YOUR OBJECTIVE –
Reproduce the listing below, substituting "image" for every occurrence of "photograph" and leaving everything else unchanged. Omit the pictures from your answer.

DATA FOR THIS TASK –
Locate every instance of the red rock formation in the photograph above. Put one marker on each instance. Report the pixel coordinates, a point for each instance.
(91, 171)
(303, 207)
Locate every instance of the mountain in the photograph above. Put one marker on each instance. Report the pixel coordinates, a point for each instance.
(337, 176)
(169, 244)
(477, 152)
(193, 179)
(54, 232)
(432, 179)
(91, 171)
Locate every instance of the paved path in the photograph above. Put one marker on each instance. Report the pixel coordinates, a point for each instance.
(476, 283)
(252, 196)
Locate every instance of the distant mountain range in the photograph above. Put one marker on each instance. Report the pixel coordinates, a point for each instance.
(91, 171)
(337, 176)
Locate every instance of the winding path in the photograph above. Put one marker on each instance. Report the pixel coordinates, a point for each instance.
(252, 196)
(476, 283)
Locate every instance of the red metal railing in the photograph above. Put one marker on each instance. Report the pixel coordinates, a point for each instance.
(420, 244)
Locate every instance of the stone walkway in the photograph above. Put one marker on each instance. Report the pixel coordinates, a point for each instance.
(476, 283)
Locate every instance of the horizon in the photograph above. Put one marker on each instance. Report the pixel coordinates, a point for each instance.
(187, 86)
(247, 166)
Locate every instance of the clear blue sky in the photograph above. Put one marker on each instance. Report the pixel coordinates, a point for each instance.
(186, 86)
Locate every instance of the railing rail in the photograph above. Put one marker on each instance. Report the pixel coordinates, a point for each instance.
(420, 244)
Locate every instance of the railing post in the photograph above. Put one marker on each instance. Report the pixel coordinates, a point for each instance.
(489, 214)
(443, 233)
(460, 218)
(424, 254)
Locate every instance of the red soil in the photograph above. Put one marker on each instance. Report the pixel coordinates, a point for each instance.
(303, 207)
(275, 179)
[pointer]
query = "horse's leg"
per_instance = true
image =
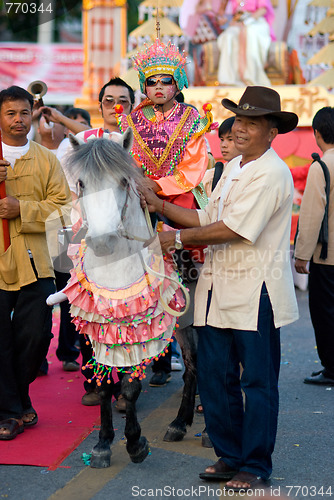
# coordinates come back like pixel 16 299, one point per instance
pixel 101 452
pixel 187 339
pixel 137 445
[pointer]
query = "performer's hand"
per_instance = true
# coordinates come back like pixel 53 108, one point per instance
pixel 9 208
pixel 52 114
pixel 167 241
pixel 301 266
pixel 3 169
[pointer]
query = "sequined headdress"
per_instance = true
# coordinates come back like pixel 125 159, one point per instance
pixel 161 59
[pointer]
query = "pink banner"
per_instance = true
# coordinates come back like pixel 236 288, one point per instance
pixel 60 66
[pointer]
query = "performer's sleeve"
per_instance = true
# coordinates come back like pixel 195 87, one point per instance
pixel 189 172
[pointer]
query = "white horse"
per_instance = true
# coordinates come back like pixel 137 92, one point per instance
pixel 123 296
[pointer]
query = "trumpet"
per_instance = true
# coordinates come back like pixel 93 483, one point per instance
pixel 38 89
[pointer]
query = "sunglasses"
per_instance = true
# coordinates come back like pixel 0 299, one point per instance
pixel 109 102
pixel 164 80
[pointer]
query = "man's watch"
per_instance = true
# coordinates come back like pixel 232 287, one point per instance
pixel 178 242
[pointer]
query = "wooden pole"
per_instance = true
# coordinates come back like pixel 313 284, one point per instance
pixel 5 226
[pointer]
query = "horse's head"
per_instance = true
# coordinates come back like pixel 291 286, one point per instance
pixel 107 180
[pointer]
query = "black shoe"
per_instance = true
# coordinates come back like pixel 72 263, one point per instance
pixel 160 379
pixel 318 378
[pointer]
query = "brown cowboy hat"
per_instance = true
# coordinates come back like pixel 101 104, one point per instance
pixel 263 101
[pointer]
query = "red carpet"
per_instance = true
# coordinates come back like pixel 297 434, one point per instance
pixel 63 421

THE REPLY –
Locate every instance of the red rock formation in the image above. Put one marker on each instance. Report the pixel coordinates, a point for each instance.
(91, 171)
(303, 207)
Locate every instance of the mountain in the image above. Put one marker on each instance. Report the pixel coordinates, a point for each instance.
(337, 176)
(169, 244)
(477, 152)
(193, 179)
(54, 232)
(432, 179)
(91, 171)
Locate every instance of the paved path in the image above. Put one marker on each instance. Report the pixel coordinates, a point for each instance.
(476, 283)
(252, 196)
Locate every instance of the distant mountain range in the image above. Put one marker on each instance. Report the pixel coordinates, a point for each instance.
(91, 171)
(337, 176)
Locate every instance of the winding path in the image above. Put one marker on each instance. Report the pixel coordinates, a point for each instance.
(252, 196)
(476, 283)
Locate every instance of the red metal railing in the image above. Put one marker on each instance. Report the pixel coordinates, a point for each instance.
(420, 244)
Locate every instance of the stone walkway in the image above. Put one marker on each instance. Report the pixel coordinates, a point for each instance.
(476, 283)
Locate every instance of the horizon in the image above. Put one marker on each instance. Report the pixel coordinates, a point for each instance.
(187, 86)
(247, 166)
Locate every instance of the clear blue sky in the image above. Put one marker on each instance. Report the pixel coordinates, a point for each instance.
(186, 86)
Locate every instance of the railing rail in the image above. Put one marker on each instance. Report the pixel coordinates, a point for each instance.
(420, 244)
Locate every instance of the railing post in the image above. Put one marker on each instance. Report the pixel coordinates, a point for each instance.
(489, 214)
(443, 233)
(460, 218)
(424, 254)
Locate every instance of the red soil in the image above. Put one marker on each instance. Report the pixel coordinates, a point for each instance.
(303, 207)
(275, 179)
[pointer]
query = "horse's leg"
per_instance = true
image =
# coordinates come back like pixel 16 299, one point per instance
pixel 101 452
pixel 187 339
pixel 137 445
[pointer]
query = "performer's hand"
per_instance = true
# coordinates come back like pixel 53 108, one point per instance
pixel 9 208
pixel 52 114
pixel 167 241
pixel 301 266
pixel 3 169
[pointer]
query = "sequined headdress"
per_instance = true
# coordinates come back like pixel 125 159, one point per instance
pixel 161 59
[pointer]
query = "pink banner"
per_instance = true
# coordinates come back like pixel 236 288, one point per instance
pixel 60 66
[pointer]
query = "performer's sleeve"
per_instance = true
# coordinates come back like pixel 195 87, one point per instance
pixel 189 172
[pointer]
query = "white horse"
per_instance = true
# coordinates come back like pixel 137 92, one point per instance
pixel 123 296
[pointer]
query = "trumpet"
per_instance = true
# coordinates come back like pixel 93 483, one point per instance
pixel 38 89
[pointer]
query = "sunglasses"
per_instance = true
# coordinates come back like pixel 0 299, one point per instance
pixel 109 102
pixel 164 80
[pointer]
query = "man's watch"
per_instance = true
# coordinates come back like pixel 232 287, one point per instance
pixel 178 242
[pointer]
query = "wooden pole"
per_instance = true
# coordinates come back like pixel 313 284, one point per instance
pixel 5 226
[pointer]
query = "horse's head"
per_instance = true
# coordinates come back like pixel 291 286, one point per instance
pixel 107 180
[pointer]
query = "black shoe"
per_instance = true
# coordinates come back like pixel 72 263, one point per instance
pixel 160 379
pixel 318 378
[pointer]
query = "brown cowboy hat"
per_instance = true
# coordinates come back like pixel 101 104, one point per instance
pixel 263 101
[pointer]
query = "red carpet"
per_instance = true
# coordinates come back like pixel 297 434, one point per instance
pixel 63 421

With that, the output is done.